--- DATASET ROWS ---
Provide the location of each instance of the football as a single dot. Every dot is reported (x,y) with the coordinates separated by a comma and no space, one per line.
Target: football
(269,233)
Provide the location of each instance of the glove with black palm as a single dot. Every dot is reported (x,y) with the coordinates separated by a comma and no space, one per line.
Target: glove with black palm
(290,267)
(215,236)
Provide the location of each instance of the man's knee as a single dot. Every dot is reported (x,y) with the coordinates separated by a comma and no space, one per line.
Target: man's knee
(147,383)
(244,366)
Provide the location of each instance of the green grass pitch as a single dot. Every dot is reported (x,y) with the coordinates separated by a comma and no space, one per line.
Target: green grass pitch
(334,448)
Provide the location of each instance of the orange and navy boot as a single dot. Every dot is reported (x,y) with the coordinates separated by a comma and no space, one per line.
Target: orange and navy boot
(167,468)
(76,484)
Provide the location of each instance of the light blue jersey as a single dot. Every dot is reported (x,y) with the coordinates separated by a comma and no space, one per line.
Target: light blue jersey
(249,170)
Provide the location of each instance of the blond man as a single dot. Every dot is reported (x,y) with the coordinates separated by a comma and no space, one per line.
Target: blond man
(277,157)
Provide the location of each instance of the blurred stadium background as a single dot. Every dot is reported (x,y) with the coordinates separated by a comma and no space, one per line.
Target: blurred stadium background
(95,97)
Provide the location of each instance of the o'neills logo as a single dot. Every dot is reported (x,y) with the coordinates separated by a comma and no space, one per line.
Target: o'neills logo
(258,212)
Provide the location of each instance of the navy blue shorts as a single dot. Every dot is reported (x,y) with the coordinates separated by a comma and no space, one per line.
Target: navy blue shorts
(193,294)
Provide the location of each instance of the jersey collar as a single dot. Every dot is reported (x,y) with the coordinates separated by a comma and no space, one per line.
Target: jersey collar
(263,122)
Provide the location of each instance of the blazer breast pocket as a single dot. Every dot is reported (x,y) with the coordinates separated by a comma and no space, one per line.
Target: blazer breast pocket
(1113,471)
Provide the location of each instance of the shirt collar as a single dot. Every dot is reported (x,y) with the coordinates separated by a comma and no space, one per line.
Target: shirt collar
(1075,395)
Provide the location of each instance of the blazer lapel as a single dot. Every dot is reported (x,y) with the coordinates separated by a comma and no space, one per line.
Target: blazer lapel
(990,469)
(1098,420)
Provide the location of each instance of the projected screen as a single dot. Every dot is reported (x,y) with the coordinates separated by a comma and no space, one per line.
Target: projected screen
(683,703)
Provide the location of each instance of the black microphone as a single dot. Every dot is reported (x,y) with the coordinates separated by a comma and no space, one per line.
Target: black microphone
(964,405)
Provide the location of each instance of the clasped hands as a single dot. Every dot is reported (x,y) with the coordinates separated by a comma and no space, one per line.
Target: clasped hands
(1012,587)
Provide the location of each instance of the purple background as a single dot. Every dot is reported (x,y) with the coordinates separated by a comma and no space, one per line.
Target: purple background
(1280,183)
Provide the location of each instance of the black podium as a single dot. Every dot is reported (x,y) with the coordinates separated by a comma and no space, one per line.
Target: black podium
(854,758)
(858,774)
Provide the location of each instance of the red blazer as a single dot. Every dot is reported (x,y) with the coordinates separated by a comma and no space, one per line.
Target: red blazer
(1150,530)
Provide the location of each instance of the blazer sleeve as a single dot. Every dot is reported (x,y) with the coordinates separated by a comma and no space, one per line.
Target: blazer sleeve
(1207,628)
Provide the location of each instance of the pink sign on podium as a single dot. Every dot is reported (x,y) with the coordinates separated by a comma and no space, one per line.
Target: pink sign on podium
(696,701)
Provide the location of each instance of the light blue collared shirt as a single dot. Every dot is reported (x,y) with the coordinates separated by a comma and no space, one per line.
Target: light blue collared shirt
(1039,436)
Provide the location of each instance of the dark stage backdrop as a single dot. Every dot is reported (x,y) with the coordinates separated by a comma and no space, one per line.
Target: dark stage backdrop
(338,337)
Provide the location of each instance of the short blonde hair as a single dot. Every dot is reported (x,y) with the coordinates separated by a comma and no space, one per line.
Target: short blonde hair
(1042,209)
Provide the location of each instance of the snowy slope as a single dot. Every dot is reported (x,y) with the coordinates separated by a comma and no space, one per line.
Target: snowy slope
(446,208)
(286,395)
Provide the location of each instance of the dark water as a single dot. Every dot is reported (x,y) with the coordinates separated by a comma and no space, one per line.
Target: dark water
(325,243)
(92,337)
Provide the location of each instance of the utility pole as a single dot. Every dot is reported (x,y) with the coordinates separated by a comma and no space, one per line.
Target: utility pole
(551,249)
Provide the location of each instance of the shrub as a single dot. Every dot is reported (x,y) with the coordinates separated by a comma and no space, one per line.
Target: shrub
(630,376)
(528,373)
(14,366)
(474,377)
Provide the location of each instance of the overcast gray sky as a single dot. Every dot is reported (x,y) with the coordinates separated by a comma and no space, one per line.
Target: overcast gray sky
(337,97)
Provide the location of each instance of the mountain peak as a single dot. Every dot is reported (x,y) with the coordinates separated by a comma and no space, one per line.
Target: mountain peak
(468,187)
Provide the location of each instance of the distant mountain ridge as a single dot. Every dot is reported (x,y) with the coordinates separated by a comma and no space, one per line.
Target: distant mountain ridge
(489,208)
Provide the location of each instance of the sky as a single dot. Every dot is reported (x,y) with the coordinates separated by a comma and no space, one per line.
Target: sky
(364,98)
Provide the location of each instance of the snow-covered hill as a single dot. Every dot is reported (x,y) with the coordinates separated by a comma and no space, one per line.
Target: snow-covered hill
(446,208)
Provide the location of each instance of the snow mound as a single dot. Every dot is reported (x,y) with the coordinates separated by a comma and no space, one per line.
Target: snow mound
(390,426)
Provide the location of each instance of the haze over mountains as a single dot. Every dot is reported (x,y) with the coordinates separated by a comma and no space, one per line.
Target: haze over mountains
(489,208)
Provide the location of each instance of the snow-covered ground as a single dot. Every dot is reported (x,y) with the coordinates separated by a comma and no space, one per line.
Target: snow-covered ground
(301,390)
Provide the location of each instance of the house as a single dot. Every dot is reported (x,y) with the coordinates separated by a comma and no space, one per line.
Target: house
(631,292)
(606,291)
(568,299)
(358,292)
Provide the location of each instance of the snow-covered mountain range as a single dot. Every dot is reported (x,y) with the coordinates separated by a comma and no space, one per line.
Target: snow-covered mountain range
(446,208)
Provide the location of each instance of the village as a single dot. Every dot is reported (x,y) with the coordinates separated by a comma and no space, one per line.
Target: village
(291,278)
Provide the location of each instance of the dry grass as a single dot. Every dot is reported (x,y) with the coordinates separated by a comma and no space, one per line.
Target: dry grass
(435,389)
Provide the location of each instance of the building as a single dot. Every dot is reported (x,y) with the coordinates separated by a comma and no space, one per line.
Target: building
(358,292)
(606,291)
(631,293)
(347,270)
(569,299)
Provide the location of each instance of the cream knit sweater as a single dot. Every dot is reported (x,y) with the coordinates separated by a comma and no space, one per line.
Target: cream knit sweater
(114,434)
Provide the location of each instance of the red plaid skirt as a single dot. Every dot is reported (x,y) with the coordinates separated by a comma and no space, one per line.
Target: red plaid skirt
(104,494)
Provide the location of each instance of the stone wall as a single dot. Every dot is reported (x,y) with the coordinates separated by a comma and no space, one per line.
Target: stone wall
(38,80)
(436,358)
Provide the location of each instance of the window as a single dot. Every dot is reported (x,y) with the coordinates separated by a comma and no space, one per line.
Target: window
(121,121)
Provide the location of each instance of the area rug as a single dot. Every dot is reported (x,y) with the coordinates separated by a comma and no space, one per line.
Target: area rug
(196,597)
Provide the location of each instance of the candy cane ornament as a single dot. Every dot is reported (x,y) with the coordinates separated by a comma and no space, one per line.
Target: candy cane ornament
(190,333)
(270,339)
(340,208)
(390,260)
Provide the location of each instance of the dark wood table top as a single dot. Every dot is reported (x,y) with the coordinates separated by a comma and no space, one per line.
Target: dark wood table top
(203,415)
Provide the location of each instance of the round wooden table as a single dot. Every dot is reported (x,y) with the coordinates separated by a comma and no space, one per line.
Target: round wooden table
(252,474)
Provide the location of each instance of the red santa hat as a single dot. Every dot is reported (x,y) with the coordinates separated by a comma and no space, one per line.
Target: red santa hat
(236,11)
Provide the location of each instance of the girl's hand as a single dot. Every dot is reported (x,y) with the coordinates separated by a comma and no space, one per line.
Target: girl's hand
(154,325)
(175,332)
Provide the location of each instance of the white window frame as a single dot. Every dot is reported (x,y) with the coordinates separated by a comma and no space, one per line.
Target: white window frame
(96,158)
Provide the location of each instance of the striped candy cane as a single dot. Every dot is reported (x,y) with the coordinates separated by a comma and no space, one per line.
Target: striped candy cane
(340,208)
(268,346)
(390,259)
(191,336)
---
● DO THIS: Please retype, word for word, the items from the line that contains "Provide the location of each instance of the striped" through the final line of the items, including both of those lines.

● TASK RESULT:
Provide the location of each instance of the striped candy cane as a single dot. Every dot is reported (x,y) with the coordinates separated by a comma and no space, one per line.
Target: striped candy cane
(340,208)
(268,346)
(390,259)
(191,336)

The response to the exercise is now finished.